## PROBLEM TO WORK ON
Can you reproduce every one of the entries below word for word, changing nothing?

==== EXTRACTED DATA

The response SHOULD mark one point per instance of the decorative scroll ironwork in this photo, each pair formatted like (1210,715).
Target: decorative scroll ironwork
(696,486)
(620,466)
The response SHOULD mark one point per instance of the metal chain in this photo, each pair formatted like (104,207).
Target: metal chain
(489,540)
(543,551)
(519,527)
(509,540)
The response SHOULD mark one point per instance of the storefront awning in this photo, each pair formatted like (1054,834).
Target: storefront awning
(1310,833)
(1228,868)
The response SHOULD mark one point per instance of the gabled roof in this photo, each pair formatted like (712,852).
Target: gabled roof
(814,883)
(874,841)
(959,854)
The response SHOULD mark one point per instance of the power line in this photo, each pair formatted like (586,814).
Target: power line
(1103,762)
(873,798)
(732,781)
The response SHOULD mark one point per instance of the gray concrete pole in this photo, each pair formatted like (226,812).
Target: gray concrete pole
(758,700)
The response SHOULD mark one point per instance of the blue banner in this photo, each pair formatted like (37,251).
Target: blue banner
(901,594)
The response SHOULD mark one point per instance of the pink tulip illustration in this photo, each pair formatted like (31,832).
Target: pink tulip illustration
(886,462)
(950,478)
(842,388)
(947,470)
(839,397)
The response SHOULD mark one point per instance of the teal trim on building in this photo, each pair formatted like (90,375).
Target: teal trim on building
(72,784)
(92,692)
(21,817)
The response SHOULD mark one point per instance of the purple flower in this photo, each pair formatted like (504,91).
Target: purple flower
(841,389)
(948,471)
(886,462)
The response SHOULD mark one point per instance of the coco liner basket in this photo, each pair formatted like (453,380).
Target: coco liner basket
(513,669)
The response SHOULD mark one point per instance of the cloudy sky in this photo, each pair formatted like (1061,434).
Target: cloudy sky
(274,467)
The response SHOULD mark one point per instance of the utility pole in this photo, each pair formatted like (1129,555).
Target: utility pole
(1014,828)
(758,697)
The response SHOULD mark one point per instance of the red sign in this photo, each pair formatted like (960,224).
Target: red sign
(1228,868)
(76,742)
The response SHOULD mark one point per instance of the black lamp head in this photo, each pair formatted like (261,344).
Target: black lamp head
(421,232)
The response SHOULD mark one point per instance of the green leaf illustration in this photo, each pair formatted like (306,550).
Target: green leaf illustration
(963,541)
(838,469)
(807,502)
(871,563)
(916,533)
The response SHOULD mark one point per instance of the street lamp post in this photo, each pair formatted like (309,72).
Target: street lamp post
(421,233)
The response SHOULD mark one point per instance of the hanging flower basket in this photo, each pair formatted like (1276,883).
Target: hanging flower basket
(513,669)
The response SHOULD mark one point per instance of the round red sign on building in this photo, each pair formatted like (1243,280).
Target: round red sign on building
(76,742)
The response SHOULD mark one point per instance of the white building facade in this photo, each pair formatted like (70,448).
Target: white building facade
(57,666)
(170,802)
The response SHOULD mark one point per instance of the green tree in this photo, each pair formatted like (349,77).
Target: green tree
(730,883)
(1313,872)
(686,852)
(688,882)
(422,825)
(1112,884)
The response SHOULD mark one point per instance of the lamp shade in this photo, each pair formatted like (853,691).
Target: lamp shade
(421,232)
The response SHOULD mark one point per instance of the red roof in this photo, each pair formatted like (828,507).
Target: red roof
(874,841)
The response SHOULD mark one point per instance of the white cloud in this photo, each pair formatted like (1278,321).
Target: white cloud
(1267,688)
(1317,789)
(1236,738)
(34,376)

========

## FINISHED ANSWER
The response SHOULD mark one point per instance of the decorative scroll ironwork in this photo, each pair formatted like (1210,715).
Target: decorative scroll ironwork
(696,486)
(620,466)
The response SHOULD mark one point per instance of the metal chain in this photo, each pair formatted like (104,207).
Target: metal chain
(489,540)
(543,551)
(519,527)
(509,540)
The response SHOULD mark one point per instance of the storefront awning in this photo, each pair formatted like (1054,834).
Target: storefront awning
(1310,833)
(1228,868)
The response SHOULD mark one point per instance of the gabled roof in this photo, each pair formatted like (712,852).
Target: gabled roof
(814,883)
(874,841)
(959,854)
The response SHOULD mark one point per instance of the power line in this photo, each pair formatted like (586,814).
Target: power line
(1103,762)
(873,798)
(732,781)
The response SHOULD mark one point per instance of the gray concrete pole in this photo, each pair formatted like (226,812).
Target: gray concrete pole
(758,700)
The response SHOULD mark one point per instance of the blue banner in this photo, each pair formatted like (37,251).
Target: blue banner
(901,594)
The response SHOULD mark one point per instance of the pink tulip illustration in this photo, each pair formatted like (31,832).
Target: pink tulip illustration
(886,462)
(950,478)
(842,388)
(947,470)
(839,397)
The response SHOULD mark one point per instance of the teal trim on building in this photo, each pair formatted like (90,375).
Target: teal trim on building
(72,784)
(92,692)
(21,817)
The response SHOULD mark one point per instance of the purple flower in this photo, each pair formatted like (504,91).
Target: purple flower
(841,389)
(948,471)
(886,462)
The response SHOULD mark one point per instance of the coco liner basket in this photo, each pair formatted like (453,380).
Target: coco liner basket
(513,669)
The response SHOULD mark one point per instance of the cloudy sky in this photo, each pair formatted like (1061,434).
Target: cloudy sky
(274,467)
The response SHOULD mark one point per instance of the utility pole in this photo, each pair formatted like (1129,555).
Target: utility pole
(1014,828)
(758,697)
The response SHOULD mark one point per instance of the red sign in this photo, each pair formatted like (960,224).
Target: red sign
(1228,868)
(76,742)
The response SHOULD mark one point per instance of the black lamp head in this photo, each pair formatted like (261,344).
Target: black lamp head
(421,232)
The response SHOULD mark one point per instance of the green leaf illustration in this photo, each pair formatted like (306,550).
Target: green leaf illustration
(963,541)
(838,469)
(807,502)
(871,563)
(916,533)
The response SHOULD mark one point per instance of the street lamp post in this photo, each pair formatted like (309,72).
Target: street lamp post
(421,233)
The response SHOULD mark one point per instance of the hanging flower basket in this photo, each pair formatted like (1276,883).
Target: hanging flower basket
(513,669)
The response SHOULD mark one point per instance of the round red sign on building in this photo, each pair formatted like (1243,280).
Target: round red sign on building
(76,742)
The response SHOULD mark one point per instance of the white building facade in this photo, each pair formatted like (70,448).
Target: white building facade
(57,666)
(170,802)
The response SHOULD mark one point per instance of the green tree in this photo, each pair formatted like (349,77).
Target: green tree
(730,883)
(1313,872)
(686,852)
(688,882)
(422,825)
(1112,884)
The response SHOULD mark one point per instance of the lamp shade in this photo, each pair formatted like (853,691).
Target: lamp shade
(421,232)
The response SHOULD mark one point per instance of the red roof in this photo, each pair formatted like (828,507).
Target: red roof
(874,841)
The response SHOULD mark one point per instance of the white cloud in this photo, each pair formatted like (1278,321).
Target: white cloud
(1267,688)
(1317,789)
(1236,738)
(34,376)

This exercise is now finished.